- **Quoted passage**
-*-*-
A Reader’s View of Her Husband’s Marital Affair

Jul 29, 2010  |  under Dealing with Infidelity, Healing From Infidelity  |  by Doug

Quite coincidentally, we received an email yesterday from one of our readers who had some words to share regarding marital infidelity as an addiction.  After getting her permission, we thought it would be an interesting and thought provoking piece to post.

Compared to many people that have shared their opinions on affairs, she has somewhat of a unique stance regarding the way that she feels that she should have dealt with her husband’s marital affair (addiction).

Here is her post:

“My main reason for emailing,  is to ponder something pretty controversial with you. I feel that I am further along in the healing business than many of your other correspondents so I am a bit shy to post what I am about to write. I am not sure how it will go down with some of the others – there is so much sadness, anger and bitterness out there (which I fully recognize – I went through it too, for about 2-3 years) and I think what I am writing today may provoke a pretty negative response so I’ll leave it to you whether you wish to use it on the site or not. I won’t  mind if not, but I would be interested in your opinions.

I do think of my husband’s emotional affair as an addiction he found hard to fight.

With any other addiction I would have tried to be there for him. Who else should he have turned to than his wife, for help, support, encouragement, love, to help him through? To help him kick his destructive habit? With something like infidelity, naturally, it was perhaps understandable that I couldn’t do that, and shouldn’t be expected to…and yet, should I have done so?
-*-*-
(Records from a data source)
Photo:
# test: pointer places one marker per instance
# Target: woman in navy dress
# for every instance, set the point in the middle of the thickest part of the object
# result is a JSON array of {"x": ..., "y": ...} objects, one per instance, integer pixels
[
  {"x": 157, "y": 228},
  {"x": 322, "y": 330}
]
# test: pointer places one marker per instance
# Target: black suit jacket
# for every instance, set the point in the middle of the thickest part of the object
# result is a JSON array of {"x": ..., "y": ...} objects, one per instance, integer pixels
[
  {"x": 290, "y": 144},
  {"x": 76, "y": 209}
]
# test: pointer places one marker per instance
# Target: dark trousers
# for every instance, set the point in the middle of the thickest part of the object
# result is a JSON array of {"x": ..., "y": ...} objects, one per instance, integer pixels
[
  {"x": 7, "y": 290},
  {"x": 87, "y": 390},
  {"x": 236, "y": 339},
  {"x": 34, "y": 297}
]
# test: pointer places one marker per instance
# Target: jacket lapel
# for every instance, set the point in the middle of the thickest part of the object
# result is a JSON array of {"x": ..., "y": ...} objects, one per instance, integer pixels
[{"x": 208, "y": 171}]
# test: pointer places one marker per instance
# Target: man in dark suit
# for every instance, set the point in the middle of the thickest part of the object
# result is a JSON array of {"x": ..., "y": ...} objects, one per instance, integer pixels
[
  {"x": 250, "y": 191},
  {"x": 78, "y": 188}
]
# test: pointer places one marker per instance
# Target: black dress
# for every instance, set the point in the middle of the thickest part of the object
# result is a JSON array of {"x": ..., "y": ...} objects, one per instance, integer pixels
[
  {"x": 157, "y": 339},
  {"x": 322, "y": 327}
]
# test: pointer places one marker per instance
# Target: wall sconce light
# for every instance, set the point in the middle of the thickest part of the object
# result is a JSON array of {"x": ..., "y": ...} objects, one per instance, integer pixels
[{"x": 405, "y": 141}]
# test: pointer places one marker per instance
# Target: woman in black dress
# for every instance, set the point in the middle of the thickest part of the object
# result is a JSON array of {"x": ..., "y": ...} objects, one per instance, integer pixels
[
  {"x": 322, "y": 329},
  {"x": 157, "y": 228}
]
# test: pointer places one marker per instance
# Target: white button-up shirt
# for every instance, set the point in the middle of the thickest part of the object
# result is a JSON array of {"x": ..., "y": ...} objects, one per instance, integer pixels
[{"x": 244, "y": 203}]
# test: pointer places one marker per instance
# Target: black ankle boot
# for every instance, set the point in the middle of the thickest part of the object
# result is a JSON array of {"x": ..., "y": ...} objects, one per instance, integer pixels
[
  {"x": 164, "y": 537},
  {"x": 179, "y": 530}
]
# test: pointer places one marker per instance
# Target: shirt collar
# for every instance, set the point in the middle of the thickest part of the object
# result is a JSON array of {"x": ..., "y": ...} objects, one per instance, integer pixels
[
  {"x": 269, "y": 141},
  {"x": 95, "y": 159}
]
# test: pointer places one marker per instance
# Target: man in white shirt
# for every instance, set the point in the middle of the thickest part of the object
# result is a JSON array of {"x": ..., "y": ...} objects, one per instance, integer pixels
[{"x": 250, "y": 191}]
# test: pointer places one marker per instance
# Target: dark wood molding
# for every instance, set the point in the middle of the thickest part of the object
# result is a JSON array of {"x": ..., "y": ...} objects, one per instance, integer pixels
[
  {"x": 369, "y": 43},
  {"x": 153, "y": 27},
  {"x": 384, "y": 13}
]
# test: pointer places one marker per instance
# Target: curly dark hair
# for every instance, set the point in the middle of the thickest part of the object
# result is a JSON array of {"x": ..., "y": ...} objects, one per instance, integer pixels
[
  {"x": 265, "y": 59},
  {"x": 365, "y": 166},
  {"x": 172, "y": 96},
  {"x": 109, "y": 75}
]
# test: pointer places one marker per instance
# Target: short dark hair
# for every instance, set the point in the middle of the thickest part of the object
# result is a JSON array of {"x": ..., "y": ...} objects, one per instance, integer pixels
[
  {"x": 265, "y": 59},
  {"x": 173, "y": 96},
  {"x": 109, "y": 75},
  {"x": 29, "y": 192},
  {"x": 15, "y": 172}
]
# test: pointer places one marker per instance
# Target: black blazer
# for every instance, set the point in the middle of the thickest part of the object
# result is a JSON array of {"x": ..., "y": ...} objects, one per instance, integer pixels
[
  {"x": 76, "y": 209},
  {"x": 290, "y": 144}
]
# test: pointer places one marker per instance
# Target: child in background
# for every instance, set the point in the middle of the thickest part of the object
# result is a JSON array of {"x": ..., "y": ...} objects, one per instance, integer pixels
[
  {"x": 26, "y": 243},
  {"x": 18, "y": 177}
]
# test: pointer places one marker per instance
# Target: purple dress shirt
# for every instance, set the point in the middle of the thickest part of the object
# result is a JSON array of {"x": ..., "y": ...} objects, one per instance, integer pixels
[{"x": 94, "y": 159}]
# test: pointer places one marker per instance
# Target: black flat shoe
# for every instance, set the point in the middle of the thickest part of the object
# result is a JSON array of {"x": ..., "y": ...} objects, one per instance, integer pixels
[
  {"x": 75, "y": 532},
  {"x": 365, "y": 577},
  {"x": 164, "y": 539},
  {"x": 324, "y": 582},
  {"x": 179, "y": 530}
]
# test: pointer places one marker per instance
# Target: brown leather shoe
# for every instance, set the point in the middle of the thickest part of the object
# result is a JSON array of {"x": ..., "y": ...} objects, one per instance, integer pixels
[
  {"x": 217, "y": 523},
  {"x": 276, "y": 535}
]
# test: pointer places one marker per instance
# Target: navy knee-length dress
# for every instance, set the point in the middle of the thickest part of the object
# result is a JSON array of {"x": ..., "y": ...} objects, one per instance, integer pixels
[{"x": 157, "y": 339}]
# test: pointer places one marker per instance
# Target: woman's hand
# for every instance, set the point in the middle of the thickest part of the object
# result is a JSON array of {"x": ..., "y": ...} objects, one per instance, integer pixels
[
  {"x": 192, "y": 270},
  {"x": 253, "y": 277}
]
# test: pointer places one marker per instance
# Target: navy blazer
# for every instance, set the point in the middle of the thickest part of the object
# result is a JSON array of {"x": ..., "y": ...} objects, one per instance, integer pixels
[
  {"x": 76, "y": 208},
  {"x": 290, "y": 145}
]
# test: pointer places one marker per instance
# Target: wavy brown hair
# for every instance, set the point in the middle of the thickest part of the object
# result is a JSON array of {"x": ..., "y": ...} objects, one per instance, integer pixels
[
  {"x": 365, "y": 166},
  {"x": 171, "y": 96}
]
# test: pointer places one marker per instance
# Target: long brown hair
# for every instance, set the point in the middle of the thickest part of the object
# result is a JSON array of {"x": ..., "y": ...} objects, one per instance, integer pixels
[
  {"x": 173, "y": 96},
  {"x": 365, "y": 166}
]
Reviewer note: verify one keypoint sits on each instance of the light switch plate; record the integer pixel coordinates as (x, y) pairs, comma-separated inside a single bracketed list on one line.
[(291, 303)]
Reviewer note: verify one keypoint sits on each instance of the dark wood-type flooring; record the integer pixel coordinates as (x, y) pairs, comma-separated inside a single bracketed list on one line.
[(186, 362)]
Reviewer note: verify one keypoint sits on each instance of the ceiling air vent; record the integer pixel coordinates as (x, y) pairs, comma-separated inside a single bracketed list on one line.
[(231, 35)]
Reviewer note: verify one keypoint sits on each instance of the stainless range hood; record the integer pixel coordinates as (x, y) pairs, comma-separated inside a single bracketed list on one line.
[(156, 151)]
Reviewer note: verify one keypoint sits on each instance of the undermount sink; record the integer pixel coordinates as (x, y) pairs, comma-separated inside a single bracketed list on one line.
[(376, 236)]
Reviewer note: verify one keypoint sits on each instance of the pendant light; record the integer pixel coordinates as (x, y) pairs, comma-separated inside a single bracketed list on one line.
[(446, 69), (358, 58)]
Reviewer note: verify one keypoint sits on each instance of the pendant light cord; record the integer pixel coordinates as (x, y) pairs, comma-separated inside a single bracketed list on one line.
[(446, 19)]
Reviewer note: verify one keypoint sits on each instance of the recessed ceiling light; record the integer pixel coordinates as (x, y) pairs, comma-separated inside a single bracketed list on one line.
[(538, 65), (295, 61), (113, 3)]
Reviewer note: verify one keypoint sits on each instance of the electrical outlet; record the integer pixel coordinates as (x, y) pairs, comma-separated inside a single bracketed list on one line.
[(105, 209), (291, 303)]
-*-*-
- **Set of tasks**
A. Please answer these questions about the infidelity post:
(i) On what date was it posted?
(ii) For about how long does the reader say she went through sadness, anger and bitterness?
(iii) What kind of affair does the reader say her husband had?
B. From the infidelity post, return the passage from "Jul 29, 2010" up to and including "marital affair (addiction).", copied word for word.

- **Expected results**
A.
(i) Jul 29, 2010
(ii) About 2-3 years
(iii) An emotional affair

B.
Jul 29, 2010  |  under Dealing with Infidelity, Healing From Infidelity  |  by Doug

Quite coincidentally, we received an email yesterday from one of our readers who had some words to share regarding marital infidelity as an addiction.  After getting her permission, we thought it would be an interesting and thought provoking piece to post.

Compared to many people that have shared their opinions on affairs, she has somewhat of a unique stance regarding the way that she feels that she should have dealt with her husband’s marital affair (addiction).